### Problems
1. In the garbage collection text, what counter tracks objects that are promoted during a collection because they are pending finalization?
2. According to the garbage collection text, why does the GC have to ignore pinned objects when it runs?

The GC also attempts to keep the size of the generation 0 heap within the size of the system s L2 cache. This keeps memory I/O costs to a minimum during the most frequent collections. When monitoring your application, it may be helpful to see if it allows the GC to take advantage of this optimization.

Pinned Objects

As mentioned earlier, pinned objects are those that have been marked as possibly in use by threads executing unmanaged code. When the GC runs, it must ignore pinned objects. This is because changing an object s address in memory (when compacting or promoting it) would cause severe problems for the unmanaged thread. Objects therefore survive any collection that occurs while they are pinned.

When monitoring application performance, pinned objects indicate memory that cannot be managed or reclaimed by the garbage collector. Pinned objects are usually found in places where the application is using significant amounts of unmanaged code.

Finalization

Some objects might store references to unmanaged resources such as network sockets or mutexes. Since de-allocating such an object would result in loss of the reference to the unmanaged resource, developers might specify that the GC must cause the object to clean up after itself before it can be de-allocated, in a process called finalization.

Finalization carries several performance costs. For example, objects awaiting finalization cannot be de-allocated by the garbage collector until they are finalized. Moreover, if an object pending finalization references other objects, then those objects are considered to be in use, even if they are otherwise unused. In contrast to the garbage collector, the programmer has no way to directly control the finalization process. Since there are no guarantees as to when finalization will occur, it is possible for large amounts of memory to become tied up at the mercy of the finalization queue.

When a garbage collection occurs, objects pending finalization are promoted instead of collected, and tracked by the Finalization Survivors counter in the .NET CLR Memory performance object. Objects referenced by finalization survivors are also promoted, and tracked by the Promoted Finalization counters in the .NET CLR Memory performance object.

Rows from a segmentation dataset:
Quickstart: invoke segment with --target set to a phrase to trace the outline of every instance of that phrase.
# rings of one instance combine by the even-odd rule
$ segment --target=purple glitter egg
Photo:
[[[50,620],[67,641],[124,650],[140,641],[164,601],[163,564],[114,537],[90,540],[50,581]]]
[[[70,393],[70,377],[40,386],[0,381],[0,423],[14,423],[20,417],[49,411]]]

### Exercise responses
1. The Finalization Survivors counter in the .NET CLR Memory performance object.

2. Pinned objects may be in use by threads running unmanaged code. Changing such an object's address in memory by compacting or promoting it would cause severe problems for the unmanaged thread. Pinned objects therefore survive any collection that happens while they are pinned.